* Tarefa curta 1
Segundo o texto sobre o Festival da Eurovisão, que país não reconhece oficialmente o terceiro género?

* Página
== == ==

OS NÃO-BINÁRIOS

Quem teve a oportunidade de ver o último Festival da Eurovisão da Canção Europeia terá ficado indeciso ou indiferente à maioria das canções que por lá passaram, tal a sua semelhança rítmica, os prodigiosos efeitos de luzes e os bailados envolventes. As melodias cantadas são, na maior parte dos casos, completamente ofuscadas pela barulheira circundante. O que vale é que não temos que decidir nada. Há uns júris nacionais, em princípio constituídos por peritos, que se encarregam dessa espinhosa missão de escolher a canção vencedora.

Eu, que não sou perito, devo dizer-vos que a melodia que mais me reteve o ouvido foi a da canção israelita que, evidentemente, levando em conta o caos da guerra em que Israel anda envolvido, diria até, criminosamente envolvido, dificilmente poderia ganhar. Porque, também não é novidade para ninguém, que os interesses de bastidores (políticos, económico-regionais, financeiros e de fortes grupos de interesses sociais) são muito poderosos e o vencedor é para nós, grande parte das vezes, inesperado.

Não sei se algum desses fatores foi determinante na busca da canção vencedora mas o suíço Nemo ganhou com o aplauso generalizado do festival e, diga-se de passagem, com uma canção que teve o mérito de ficar nos ouvidos (mesmo dos mais duros).

O cantor deu, no entanto, origem a um debate muito aceso. Ele não se inclue na generalidade dos géneros mais vulgarizados (masculino e feminino) mas bate-se socialmente pelo reconhecimento de um terceiro género. Coisa, no entanto, também discutível porque, tanto quanto se pode ouvir e ler dos entendidos, existem mais géneros para consideração. Mas, enfim, cinjamo-nos a esta disputa pelo terceiro género, coisa que o país do vencedor Nemo, a Suíça, oficialmente não reconhece. O artista, falando aos jornalistas disse claramente: “Na Suíça não se reconhece o terceiro género e eu penso que isso é completamente inaceitável. Precisamos de mudar”.

== == ==

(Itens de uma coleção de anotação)
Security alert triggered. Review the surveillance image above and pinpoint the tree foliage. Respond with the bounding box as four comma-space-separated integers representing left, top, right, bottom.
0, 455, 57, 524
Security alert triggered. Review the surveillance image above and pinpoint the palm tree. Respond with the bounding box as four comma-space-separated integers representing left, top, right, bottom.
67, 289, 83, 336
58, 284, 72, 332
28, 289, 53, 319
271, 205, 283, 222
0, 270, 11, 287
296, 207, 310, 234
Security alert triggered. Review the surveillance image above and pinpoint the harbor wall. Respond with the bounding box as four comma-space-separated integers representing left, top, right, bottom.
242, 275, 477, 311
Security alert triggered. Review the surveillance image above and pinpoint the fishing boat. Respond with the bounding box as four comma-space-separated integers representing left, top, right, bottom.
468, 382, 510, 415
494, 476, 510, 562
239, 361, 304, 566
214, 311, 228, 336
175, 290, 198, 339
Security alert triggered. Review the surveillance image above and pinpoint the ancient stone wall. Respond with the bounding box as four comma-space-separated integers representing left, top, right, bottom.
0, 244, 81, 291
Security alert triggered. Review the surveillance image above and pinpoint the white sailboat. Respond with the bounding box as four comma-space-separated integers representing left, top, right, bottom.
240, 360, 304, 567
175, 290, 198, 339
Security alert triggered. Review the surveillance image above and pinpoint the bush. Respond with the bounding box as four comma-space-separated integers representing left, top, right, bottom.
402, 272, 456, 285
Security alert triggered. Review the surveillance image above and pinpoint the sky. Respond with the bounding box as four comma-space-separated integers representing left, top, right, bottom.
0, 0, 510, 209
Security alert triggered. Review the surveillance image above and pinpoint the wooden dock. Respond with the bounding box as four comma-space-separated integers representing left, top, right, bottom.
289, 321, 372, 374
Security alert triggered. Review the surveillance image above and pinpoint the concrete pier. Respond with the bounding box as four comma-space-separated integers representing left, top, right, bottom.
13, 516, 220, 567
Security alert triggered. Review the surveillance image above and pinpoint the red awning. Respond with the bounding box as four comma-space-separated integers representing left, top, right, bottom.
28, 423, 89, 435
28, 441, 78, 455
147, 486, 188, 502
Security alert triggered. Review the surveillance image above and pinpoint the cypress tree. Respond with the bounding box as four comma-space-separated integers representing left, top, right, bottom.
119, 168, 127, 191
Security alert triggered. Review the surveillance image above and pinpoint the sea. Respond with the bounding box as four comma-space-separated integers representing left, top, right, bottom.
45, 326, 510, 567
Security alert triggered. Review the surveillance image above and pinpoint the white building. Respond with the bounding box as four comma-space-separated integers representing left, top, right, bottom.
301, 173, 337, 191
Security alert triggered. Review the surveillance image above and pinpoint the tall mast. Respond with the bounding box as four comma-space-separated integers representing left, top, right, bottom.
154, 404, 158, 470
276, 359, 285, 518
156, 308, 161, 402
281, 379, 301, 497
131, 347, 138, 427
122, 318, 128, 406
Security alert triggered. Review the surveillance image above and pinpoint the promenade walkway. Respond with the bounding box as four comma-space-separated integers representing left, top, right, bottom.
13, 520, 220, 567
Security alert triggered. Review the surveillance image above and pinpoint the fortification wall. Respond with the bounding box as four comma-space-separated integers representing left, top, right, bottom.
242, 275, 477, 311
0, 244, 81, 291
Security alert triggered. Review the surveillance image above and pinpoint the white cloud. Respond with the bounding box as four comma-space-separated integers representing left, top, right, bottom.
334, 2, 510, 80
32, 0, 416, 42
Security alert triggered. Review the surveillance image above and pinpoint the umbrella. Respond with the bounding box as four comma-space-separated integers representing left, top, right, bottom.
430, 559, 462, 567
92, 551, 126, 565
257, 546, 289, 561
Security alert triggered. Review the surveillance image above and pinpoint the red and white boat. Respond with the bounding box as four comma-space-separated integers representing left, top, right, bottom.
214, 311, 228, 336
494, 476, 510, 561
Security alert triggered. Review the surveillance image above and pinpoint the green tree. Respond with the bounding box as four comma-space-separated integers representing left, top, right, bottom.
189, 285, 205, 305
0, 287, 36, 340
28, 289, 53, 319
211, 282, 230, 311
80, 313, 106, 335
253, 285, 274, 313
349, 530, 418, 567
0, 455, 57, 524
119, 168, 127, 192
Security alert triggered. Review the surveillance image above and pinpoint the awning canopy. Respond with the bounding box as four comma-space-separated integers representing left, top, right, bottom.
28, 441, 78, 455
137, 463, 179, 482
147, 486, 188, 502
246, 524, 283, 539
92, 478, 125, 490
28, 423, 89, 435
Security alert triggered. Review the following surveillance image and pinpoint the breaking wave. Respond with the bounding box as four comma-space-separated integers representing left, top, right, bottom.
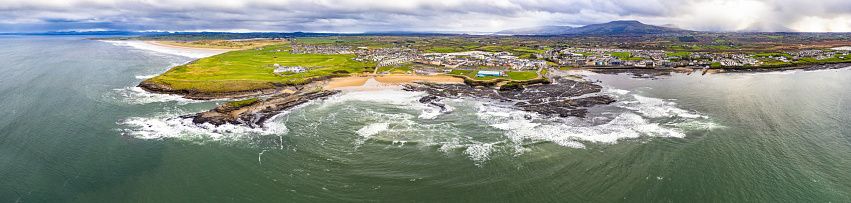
103, 40, 227, 58
119, 84, 719, 165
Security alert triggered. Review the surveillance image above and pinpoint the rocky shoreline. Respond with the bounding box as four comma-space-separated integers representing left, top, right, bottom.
163, 63, 851, 128
586, 62, 851, 78
403, 77, 615, 117
181, 90, 341, 128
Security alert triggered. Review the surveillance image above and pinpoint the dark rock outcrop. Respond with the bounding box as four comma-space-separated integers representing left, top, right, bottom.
181, 90, 340, 128
403, 78, 615, 117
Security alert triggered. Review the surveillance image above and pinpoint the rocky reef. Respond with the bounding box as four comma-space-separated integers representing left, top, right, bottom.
181, 90, 340, 128
403, 77, 615, 117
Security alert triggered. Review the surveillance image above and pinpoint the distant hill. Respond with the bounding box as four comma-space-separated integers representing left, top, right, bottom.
739, 22, 799, 32
496, 26, 576, 35
497, 20, 691, 35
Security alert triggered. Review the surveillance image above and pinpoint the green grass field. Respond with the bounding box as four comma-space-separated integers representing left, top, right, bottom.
148, 45, 375, 92
665, 51, 692, 56
505, 72, 538, 80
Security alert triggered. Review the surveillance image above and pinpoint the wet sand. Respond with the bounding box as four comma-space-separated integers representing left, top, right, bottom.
145, 41, 240, 51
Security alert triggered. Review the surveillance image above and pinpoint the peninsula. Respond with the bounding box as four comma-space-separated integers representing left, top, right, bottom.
125, 27, 851, 127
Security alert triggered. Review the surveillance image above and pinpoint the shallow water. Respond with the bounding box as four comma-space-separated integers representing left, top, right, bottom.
0, 36, 851, 202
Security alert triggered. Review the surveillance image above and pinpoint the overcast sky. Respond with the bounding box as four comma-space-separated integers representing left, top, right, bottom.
0, 0, 851, 32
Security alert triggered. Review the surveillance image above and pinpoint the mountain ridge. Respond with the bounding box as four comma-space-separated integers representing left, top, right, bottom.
496, 20, 694, 35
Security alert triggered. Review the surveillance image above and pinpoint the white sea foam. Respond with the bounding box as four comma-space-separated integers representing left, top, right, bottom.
464, 143, 494, 162
136, 75, 158, 80
104, 40, 227, 58
121, 85, 718, 165
104, 87, 206, 105
118, 112, 289, 143
357, 123, 390, 138
615, 95, 705, 118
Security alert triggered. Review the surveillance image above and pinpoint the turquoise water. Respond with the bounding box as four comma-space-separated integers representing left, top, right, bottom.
0, 36, 851, 202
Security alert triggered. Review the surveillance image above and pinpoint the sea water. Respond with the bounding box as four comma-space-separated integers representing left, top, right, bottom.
0, 36, 851, 202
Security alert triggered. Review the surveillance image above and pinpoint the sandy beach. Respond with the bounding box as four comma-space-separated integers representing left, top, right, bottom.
145, 41, 240, 51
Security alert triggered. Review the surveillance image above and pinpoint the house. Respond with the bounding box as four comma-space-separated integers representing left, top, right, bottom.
274, 64, 307, 73
476, 71, 506, 77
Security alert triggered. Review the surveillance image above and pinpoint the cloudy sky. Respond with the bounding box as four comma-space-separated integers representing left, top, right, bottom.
0, 0, 851, 32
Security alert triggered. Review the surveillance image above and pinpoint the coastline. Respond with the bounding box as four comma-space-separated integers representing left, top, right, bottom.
143, 41, 241, 51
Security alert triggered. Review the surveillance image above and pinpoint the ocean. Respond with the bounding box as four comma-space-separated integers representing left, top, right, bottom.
0, 36, 851, 202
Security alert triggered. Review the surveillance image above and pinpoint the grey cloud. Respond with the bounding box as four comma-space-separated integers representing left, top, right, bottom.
0, 0, 851, 32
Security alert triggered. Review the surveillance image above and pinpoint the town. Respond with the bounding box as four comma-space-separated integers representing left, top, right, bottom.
276, 39, 851, 78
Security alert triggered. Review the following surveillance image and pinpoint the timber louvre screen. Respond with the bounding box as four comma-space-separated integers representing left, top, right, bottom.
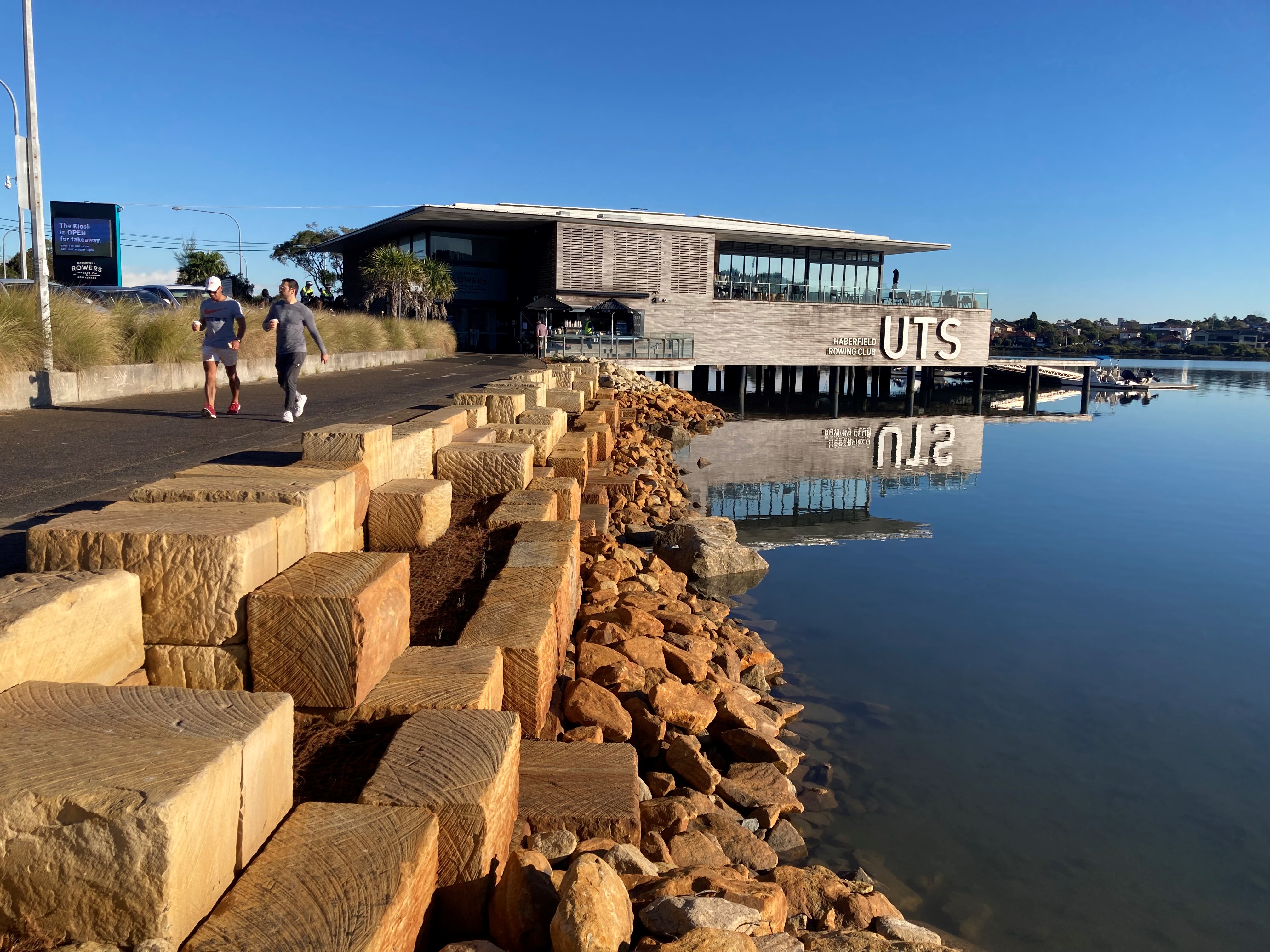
560, 226, 604, 291
671, 235, 710, 294
613, 229, 662, 294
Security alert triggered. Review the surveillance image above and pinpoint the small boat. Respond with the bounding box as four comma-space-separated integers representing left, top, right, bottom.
1076, 363, 1199, 391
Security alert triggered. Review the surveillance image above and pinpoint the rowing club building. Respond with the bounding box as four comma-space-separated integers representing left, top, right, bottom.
320, 203, 992, 406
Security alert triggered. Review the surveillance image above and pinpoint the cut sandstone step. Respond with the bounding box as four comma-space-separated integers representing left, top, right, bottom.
546, 388, 587, 414
358, 711, 521, 938
128, 467, 344, 552
301, 423, 392, 489
248, 552, 410, 707
145, 645, 251, 690
366, 480, 452, 552
0, 569, 145, 690
437, 443, 533, 496
529, 476, 581, 519
182, 803, 438, 952
490, 424, 556, 466
392, 420, 436, 480
27, 503, 305, 645
0, 682, 293, 948
518, 740, 640, 847
312, 645, 503, 723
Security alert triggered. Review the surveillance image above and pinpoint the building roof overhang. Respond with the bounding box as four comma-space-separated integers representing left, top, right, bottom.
318, 202, 949, 255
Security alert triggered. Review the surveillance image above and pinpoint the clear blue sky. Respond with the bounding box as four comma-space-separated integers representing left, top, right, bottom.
0, 0, 1270, 320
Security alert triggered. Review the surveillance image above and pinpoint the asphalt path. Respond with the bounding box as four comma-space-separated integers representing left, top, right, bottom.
0, 353, 542, 571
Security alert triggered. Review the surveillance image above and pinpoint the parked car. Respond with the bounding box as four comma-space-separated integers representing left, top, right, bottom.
74, 284, 165, 307
137, 284, 207, 307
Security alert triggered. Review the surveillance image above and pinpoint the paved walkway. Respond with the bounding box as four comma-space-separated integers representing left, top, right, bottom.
0, 353, 542, 572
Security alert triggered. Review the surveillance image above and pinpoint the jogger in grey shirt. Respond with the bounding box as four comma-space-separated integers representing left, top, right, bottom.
264, 278, 330, 423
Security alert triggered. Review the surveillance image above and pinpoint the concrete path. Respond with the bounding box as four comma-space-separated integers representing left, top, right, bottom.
0, 353, 542, 572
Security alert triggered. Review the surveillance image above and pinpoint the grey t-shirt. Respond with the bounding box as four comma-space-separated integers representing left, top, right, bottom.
264, 301, 326, 354
198, 297, 246, 347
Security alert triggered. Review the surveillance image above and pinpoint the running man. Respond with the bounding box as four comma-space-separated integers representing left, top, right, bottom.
264, 278, 330, 423
189, 275, 246, 420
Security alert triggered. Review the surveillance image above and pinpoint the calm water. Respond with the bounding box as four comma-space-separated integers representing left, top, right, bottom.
682, 362, 1270, 952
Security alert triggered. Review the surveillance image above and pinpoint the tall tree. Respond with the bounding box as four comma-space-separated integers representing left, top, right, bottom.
269, 221, 353, 291
175, 239, 230, 284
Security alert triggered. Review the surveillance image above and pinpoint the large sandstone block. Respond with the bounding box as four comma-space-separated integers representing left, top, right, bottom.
490, 426, 556, 466
367, 480, 452, 552
529, 476, 582, 520
27, 503, 305, 645
128, 467, 344, 552
182, 803, 438, 952
301, 423, 392, 489
518, 740, 640, 847
459, 604, 559, 738
415, 405, 467, 437
146, 645, 251, 690
330, 645, 503, 723
248, 552, 410, 707
485, 390, 526, 424
0, 569, 145, 690
437, 443, 533, 496
0, 682, 293, 947
392, 420, 436, 480
358, 711, 521, 938
546, 387, 587, 414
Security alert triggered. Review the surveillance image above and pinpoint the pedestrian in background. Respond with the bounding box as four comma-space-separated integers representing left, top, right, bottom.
264, 278, 330, 423
189, 275, 246, 420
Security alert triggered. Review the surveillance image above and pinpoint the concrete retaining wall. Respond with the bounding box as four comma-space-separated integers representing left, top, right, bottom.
0, 348, 446, 411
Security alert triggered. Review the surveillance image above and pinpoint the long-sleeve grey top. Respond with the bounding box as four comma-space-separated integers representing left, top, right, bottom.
264, 301, 326, 354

== == ==

* Tarefa curta 2
Devolve todas as linhas da listagem que contêm a palavra "following", distinguindo maiúsculas de minúsculas.

* Resposta escrita 1
A Suíça, país do vencedor Nemo.

* Resposta escrita 2
Security alert triggered. Review the following surveillance image and pinpoint the breaking wave. Respond with the bounding box as four comma-space-separated integers representing left, top, right, bottom.
Security alert triggered. Review the following surveillance image and pinpoint the timber louvre screen. Respond with the bounding box as four comma-space-separated integers representing left, top, right, bottom.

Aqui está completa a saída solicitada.